**ASSIGNMENT**
The expected answer is the full listing, repeated exactly and free of images.

···

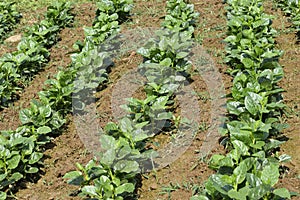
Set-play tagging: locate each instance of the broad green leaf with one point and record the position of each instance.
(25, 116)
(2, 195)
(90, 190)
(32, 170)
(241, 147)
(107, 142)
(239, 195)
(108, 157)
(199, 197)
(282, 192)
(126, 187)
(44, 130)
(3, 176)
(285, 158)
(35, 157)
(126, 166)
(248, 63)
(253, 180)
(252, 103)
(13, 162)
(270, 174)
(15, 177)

···

**EXPECTED ANSWER**
Set-play tagging: locate each instance of the broad green leaf with one point and record the position of each instance.
(25, 116)
(2, 195)
(90, 190)
(32, 170)
(241, 147)
(107, 142)
(239, 195)
(108, 157)
(199, 197)
(282, 192)
(126, 187)
(44, 130)
(3, 176)
(285, 158)
(35, 157)
(126, 166)
(248, 63)
(253, 180)
(252, 103)
(13, 162)
(270, 174)
(15, 177)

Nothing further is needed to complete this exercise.